Your goal: Please take the lines from the one holding "sample | [696, 661]" through the one holding "sample | [520, 689]" in the data below and copy them exactly.

Given data:
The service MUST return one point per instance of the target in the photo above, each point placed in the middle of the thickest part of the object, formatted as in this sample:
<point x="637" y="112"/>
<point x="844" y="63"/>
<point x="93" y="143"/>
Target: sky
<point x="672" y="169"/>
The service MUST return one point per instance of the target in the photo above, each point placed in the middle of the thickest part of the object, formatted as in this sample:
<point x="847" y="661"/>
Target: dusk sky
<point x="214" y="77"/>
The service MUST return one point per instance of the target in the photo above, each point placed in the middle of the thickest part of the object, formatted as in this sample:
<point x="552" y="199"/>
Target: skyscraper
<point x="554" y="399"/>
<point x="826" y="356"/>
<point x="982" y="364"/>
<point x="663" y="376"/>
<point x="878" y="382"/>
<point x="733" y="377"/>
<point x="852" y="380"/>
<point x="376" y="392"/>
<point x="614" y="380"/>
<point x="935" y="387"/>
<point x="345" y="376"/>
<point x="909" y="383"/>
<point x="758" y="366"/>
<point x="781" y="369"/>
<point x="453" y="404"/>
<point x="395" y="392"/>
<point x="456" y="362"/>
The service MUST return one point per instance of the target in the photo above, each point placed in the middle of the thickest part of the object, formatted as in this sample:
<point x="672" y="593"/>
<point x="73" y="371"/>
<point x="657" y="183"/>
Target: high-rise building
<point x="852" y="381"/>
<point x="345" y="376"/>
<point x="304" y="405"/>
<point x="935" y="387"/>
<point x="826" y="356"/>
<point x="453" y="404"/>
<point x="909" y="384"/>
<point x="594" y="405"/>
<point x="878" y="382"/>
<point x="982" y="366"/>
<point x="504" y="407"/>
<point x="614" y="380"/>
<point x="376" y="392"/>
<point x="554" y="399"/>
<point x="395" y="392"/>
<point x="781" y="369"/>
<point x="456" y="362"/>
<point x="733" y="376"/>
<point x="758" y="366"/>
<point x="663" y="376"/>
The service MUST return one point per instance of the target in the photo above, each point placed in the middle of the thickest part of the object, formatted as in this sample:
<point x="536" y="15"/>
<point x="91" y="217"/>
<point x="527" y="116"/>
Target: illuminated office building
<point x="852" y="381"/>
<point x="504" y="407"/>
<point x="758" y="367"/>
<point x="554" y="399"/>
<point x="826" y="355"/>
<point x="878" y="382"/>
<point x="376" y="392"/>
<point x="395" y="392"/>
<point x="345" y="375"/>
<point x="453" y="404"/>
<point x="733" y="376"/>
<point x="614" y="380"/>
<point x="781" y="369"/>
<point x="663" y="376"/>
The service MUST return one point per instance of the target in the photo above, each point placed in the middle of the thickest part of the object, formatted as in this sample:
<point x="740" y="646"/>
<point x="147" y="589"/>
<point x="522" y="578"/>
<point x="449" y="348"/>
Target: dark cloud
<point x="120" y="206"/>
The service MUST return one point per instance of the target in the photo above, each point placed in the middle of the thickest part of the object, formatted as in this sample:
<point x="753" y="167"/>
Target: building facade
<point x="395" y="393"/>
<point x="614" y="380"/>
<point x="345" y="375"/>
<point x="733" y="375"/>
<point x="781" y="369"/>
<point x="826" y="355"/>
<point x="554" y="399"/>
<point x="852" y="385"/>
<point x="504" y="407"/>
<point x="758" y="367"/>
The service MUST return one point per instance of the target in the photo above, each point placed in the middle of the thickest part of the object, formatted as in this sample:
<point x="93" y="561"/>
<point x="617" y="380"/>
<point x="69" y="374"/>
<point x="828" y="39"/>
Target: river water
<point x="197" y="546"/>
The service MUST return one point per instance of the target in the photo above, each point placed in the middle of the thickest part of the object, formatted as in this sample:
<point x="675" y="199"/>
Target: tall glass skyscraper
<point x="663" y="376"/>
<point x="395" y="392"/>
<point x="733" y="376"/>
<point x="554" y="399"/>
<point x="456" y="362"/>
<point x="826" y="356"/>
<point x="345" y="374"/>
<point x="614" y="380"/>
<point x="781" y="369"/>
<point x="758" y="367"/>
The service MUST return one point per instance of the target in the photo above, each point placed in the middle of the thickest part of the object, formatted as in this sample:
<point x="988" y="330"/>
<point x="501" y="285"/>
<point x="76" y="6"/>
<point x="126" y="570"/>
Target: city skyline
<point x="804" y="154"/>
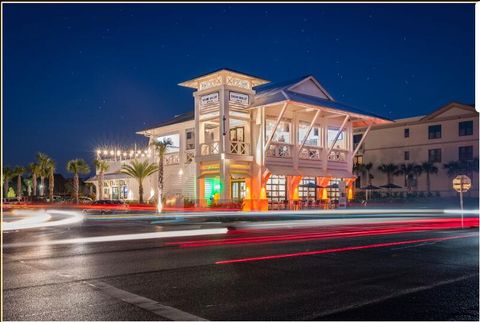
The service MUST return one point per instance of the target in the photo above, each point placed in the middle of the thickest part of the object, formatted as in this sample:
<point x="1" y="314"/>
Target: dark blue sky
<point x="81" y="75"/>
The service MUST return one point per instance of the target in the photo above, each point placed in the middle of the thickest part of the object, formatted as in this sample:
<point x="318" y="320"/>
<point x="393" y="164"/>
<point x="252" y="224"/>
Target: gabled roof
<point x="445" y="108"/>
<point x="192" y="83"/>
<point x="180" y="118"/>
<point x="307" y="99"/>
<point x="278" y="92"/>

---

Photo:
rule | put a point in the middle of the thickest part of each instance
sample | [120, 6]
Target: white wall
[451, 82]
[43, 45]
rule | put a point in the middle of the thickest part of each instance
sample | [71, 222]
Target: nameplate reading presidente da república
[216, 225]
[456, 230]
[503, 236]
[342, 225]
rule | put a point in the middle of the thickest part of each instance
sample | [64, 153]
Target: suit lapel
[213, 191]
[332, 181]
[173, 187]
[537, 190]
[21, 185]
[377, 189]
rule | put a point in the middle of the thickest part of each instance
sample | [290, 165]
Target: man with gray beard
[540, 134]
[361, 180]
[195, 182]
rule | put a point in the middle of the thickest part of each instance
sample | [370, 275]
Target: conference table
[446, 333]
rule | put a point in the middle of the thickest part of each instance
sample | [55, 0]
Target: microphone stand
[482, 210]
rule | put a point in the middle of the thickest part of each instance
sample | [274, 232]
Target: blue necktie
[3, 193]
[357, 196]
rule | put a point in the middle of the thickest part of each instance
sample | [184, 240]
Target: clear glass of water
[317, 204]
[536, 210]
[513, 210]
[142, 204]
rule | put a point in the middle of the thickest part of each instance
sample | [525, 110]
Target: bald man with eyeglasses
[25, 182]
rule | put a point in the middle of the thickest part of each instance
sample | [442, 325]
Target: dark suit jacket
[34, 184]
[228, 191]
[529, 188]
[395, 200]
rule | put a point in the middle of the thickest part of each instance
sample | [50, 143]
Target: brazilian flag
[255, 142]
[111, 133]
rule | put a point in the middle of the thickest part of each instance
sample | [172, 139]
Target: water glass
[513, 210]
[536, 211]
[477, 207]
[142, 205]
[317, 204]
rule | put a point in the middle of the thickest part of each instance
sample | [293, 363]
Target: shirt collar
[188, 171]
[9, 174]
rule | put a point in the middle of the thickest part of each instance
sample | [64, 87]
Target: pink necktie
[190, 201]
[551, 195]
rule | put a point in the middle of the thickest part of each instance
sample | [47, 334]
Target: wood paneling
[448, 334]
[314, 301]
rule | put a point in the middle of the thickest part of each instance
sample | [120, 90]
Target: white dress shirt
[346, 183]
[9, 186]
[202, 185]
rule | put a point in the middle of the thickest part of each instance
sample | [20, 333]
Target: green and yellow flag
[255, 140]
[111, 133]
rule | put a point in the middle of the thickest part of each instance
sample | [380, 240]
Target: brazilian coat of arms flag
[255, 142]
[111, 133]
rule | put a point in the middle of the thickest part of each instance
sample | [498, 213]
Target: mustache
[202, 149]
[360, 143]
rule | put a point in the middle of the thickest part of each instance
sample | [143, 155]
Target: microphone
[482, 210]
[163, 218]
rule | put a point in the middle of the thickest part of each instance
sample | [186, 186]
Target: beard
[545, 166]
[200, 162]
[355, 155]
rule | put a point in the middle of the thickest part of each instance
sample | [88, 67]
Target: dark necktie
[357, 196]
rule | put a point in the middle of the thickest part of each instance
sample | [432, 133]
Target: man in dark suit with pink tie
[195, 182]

--

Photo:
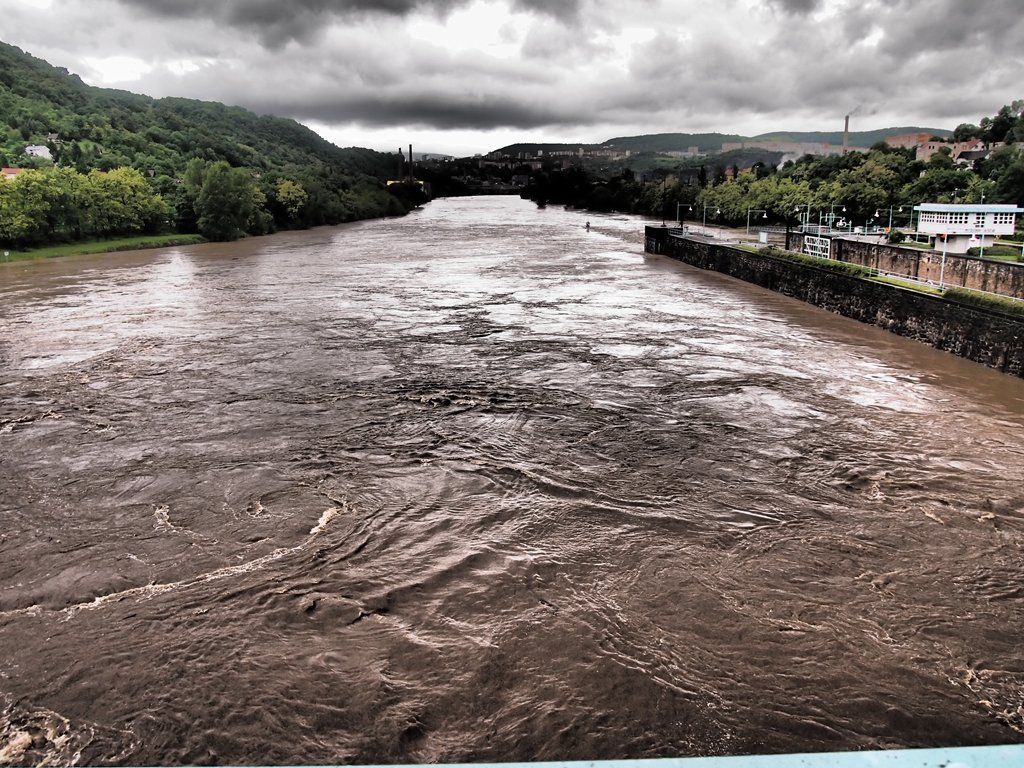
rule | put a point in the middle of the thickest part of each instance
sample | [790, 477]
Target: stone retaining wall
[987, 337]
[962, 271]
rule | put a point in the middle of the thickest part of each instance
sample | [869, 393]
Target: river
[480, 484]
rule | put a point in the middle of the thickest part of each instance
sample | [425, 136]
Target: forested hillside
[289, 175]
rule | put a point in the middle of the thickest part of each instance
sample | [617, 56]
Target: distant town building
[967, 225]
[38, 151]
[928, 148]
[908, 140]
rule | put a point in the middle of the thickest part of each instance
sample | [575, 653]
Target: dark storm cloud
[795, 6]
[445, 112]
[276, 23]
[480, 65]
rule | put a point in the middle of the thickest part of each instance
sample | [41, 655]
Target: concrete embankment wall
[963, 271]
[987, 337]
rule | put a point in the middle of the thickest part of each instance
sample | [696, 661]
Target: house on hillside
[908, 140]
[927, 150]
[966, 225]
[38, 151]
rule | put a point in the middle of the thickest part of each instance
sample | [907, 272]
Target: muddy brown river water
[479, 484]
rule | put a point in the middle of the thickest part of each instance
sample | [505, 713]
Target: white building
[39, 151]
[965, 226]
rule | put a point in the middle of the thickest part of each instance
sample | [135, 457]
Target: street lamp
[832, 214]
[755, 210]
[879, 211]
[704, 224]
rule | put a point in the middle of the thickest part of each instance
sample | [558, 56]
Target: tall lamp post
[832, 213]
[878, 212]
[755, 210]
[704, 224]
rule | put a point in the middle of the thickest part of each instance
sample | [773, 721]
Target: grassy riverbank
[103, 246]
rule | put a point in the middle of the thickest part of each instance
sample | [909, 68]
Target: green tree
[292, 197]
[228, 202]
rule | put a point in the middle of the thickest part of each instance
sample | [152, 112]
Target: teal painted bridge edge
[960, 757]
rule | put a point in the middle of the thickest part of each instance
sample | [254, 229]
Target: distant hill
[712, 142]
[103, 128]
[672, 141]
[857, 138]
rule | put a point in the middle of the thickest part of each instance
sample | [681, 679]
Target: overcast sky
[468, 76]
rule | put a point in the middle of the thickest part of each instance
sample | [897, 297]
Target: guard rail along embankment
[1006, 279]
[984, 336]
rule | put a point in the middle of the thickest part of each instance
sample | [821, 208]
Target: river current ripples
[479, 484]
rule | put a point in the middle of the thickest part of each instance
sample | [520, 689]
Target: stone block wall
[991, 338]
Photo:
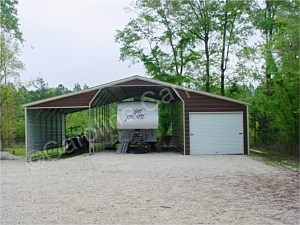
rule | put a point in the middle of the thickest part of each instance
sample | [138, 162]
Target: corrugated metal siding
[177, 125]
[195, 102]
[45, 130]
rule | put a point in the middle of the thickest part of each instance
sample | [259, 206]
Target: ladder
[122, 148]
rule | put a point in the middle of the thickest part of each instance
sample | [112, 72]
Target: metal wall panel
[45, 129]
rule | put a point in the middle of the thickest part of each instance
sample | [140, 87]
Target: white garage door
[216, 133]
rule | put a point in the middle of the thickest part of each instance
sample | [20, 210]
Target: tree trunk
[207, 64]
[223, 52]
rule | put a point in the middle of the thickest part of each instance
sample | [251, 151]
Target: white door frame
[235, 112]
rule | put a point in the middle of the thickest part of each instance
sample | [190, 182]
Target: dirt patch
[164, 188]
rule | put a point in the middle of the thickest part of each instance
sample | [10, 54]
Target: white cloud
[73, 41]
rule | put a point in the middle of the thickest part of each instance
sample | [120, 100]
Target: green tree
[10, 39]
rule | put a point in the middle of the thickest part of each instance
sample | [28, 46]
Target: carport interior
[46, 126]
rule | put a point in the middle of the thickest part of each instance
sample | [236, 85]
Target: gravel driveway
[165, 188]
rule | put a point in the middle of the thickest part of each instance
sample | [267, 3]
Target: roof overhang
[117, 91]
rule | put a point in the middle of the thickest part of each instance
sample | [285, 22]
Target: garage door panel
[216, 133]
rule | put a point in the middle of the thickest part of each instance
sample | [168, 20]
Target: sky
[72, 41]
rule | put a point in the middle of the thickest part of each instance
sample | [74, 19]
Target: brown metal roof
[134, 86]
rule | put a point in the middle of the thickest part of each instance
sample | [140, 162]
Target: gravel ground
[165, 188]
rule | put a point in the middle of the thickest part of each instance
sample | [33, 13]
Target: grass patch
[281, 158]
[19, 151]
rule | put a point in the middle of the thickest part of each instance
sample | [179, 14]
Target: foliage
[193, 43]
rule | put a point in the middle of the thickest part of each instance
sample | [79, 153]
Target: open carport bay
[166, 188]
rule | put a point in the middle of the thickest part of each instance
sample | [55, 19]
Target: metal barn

Output of the task:
sample | [696, 661]
Target: house on hillside
[908, 140]
[927, 150]
[966, 225]
[38, 151]
rule | put a point in the middle of the thickest part of each instance
sample | [907, 272]
Target: muddy brown river water
[479, 484]
rule | put a point in the middle of the thickest part of each instance
sample | [505, 713]
Target: white building
[39, 151]
[965, 226]
rule | put a point in the middle of the thickest part of each instance
sample | [135, 457]
Target: street lamp
[832, 214]
[755, 210]
[879, 211]
[704, 224]
rule | put a point in the middle of the thickest part of each instance
sample | [558, 56]
Target: tall lamp post
[832, 213]
[878, 212]
[755, 210]
[704, 224]
rule | put a point in the middle of the thickest part of each instance
sample | [773, 721]
Target: grassy riverbank
[103, 246]
rule | put a point in the middle of the thickest part of each instance
sample | [909, 68]
Target: green tree
[292, 197]
[228, 202]
rule | put a point in the middle of the thickest part of each instance
sample | [152, 112]
Target: teal painted bridge edge
[960, 757]
rule | put a point in the middle of the thickest part of each instance
sample | [254, 229]
Target: distant hill
[712, 142]
[103, 128]
[672, 141]
[857, 138]
rule | put a point in the middle of the thickest part of each instance
sample | [681, 679]
Target: overcast sky
[468, 76]
rule | put a point in the middle of the thickest part of each instance
sample | [897, 297]
Target: guard rail along embankment
[1006, 279]
[984, 336]
rule | put a point in the middle of the thickest part of each instance
sample | [821, 208]
Target: river current ripples
[479, 484]
rule | put a point in the middle of the thickest part of each instance
sample | [520, 689]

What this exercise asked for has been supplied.